▸ **SELECTION**:
-- Begin --
Sure, we’re into the second week of January, but the year is still new enough that I’m thinking about resolutions. I fail at resolutions, like everybody else, but I still like to go through the exercise of setting them. Today in church (I’m a Mormon, fyi), we talked about the resolutions one of our prophets made. George Albert Smith was the prophet from 1945-1951, after forty years or so of serving in the Quorum of the Twelve, and many years of service prior to that. When he was 34 (about 1904, after he was called to be an Apostle, but well before he became Prophet), he made a list of resolutions to live by. He called it his personal creed. It reads as follows:
I would be a friend to the friendless and find joy in ministering to the needs of the poor.
I would visit the sick and afflicted and inspire in them a desire for faith to be healed.
I would teach the truth to the understanding and blessing of all mankind.
I would seek out the erring one and try to win him back to a righteous and a happy life.
I would not seek to force people to live up to my ideals but rather love them into doing the thing that is right.
I would live with the masses and help to solve their problems that their earth life may be happy.
I would avoid the publicity of high positions and discourage the flattery of thoughtless friends.
I would not knowingly wound the feelings of any, not even one who may have wronged me, but would seek to do him good and make him my friend.
-- End --
▸ **TASKS TO PERFORM**:
A: Answer these about the post on George Albert Smith's creed:
(i) In which years did he serve as prophet?
(ii) How old was he when he made his list of resolutions?
(iii) To whom would he be a friend, according to his creed?
B: Resume the post on George Albert Smith's creed after its last line.
You won't need the listing for any of this.

▸ **EXCERPTED RECORDS**:
-- Begin --
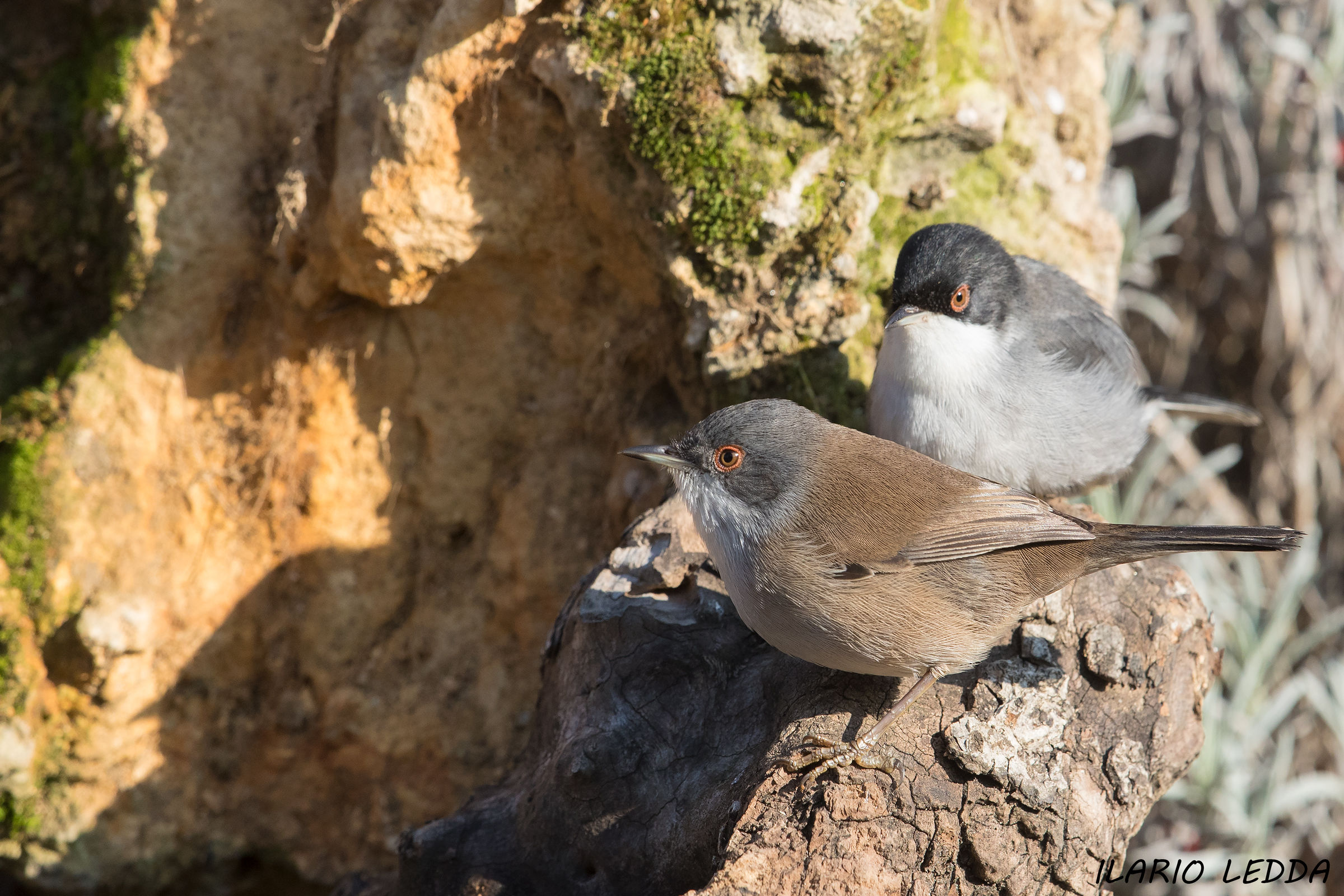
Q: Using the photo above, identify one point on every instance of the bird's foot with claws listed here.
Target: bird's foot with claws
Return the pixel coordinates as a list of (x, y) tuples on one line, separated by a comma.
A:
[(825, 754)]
-- End --
-- Begin --
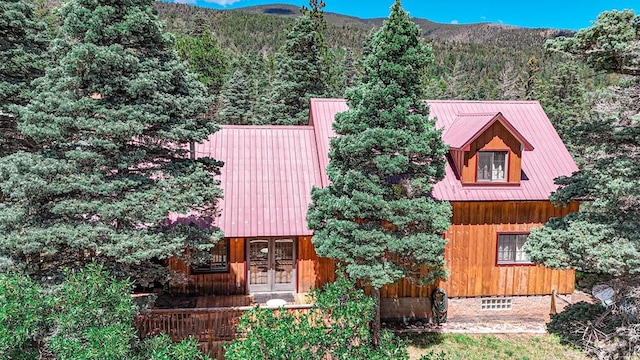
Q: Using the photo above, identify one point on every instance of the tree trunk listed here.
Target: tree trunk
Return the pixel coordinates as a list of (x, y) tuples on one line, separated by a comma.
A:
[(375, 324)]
-- End --
▸ **ANSWERS TO THE EXERCISES**:
A:
(i) 1945-1951
(ii) 34
(iii) The friendless

B:
I would overcome the tendency to selfishness and jealousy and rejoice in the successes of all the children of my Heavenly Father.
I would not be an enemy to any living soul.
Knowing that the Redeemer of mankind has offered to the world the only plan that will fully develop us and make us really happy here and hereafter, I feel it not only a duty but also a blessed privilege to disseminate this truth.
Wow. Those are way better goals than “Lose 20 pounds” or “Finally finish writing that novel.” Maybe New Year’s Resolutions are small potatoes. Maybe I would be more successful if I set goals that actually mattered, the kind of goals that take more than a year to achieve. Having been raised by super goal-oriented parents (or at least they were when I was at home), I understand that little goals get you to big goals. But what’s the point of losing twenty pounds just to lose twenty pounds? Pass the cake, please. Now, if, for example, I’m losing twenty pounds to prepare for a marathon five years from now, or as part of fertility treatments, or to avoid dire cardiac issues, well, ok then. That has meaning to me. All I’m saying is, maybe I can respect myself enough to challenge myself to do something difficult. Maybe I can rise to the challenge of actually becoming a better person. Maybe in 2012, I can finally acknowledge that I totally kick butt, and, with God’s help, I can do anything I set my mind to– including changing my character for the better. Maybe 2012 will be the year of MORE: more meaning, more repentance, more change, more authenticity. And, yeah, ok, more trips to the gym.
What are your life goals?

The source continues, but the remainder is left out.